Goal
Can you retype all the lines below verbatim, leaving out the picture?
■ ■ ■
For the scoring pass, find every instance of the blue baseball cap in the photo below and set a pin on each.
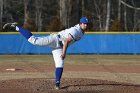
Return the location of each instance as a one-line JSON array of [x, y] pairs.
[[84, 20]]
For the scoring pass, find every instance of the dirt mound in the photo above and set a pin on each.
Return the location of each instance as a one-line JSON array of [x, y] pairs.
[[67, 86]]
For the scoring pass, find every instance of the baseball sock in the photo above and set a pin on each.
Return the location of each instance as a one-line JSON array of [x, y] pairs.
[[27, 34], [58, 74]]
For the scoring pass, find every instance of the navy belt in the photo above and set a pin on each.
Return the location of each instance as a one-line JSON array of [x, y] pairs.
[[60, 42]]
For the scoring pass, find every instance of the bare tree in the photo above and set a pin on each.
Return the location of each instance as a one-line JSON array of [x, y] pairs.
[[26, 12], [39, 4], [65, 10], [1, 13], [119, 10], [108, 15]]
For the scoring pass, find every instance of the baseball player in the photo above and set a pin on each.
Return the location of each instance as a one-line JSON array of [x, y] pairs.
[[59, 42]]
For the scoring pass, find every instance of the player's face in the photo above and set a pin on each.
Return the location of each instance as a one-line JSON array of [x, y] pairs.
[[83, 26]]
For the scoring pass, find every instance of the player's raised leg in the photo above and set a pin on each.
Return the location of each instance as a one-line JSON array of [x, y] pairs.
[[59, 62], [27, 34]]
■ ■ ■
Complete output
For the scoring pass, find every instance of the blue baseball cap in the photo below and set a pin on each.
Return the location of each instance as a one-line JSON array of [x, y] pairs.
[[84, 20]]
For the scoring pass, find every instance of the dirt mound in the photo above and set a pin on each.
Return the location of each instance as a one-line JSON array of [x, y] pairs.
[[67, 86]]
For the scoring pass, find every instance of the baseball sock in the photo above and set a pin on each.
Return the location of each instance as a one-line JSON array of [x, y] pairs.
[[27, 34], [58, 74]]
For the scoring pass, find every instance of the navy belt in the photo above and set a pin on each.
Return the location of each instance as a one-line JSON array of [x, y] pairs.
[[60, 42]]
For the scoring pass, find every instance of the bare tree in the photo above and set a pin on each.
Return the location of each instance as a one-line JSON array of [x, y] pairs.
[[26, 12], [39, 4], [65, 10], [1, 13], [119, 10], [108, 15]]
For the scoring pass, find every instance of the baseball player in the photo above and set a pin on each.
Return the location of each instance as a one-line JSON array of [x, y] pairs.
[[59, 42]]
For the scoring pass, find every instance of the player's face in the photo above and set a pin on each.
Return the location of each instance as a one-line JSON array of [x, y] pairs.
[[83, 26]]
For the scoring pass, find every instance of the player's raised leg in the photo above and set a pin on each.
Return the location of each instance as a one-line JSON array of [x, y] pairs.
[[59, 62], [27, 34]]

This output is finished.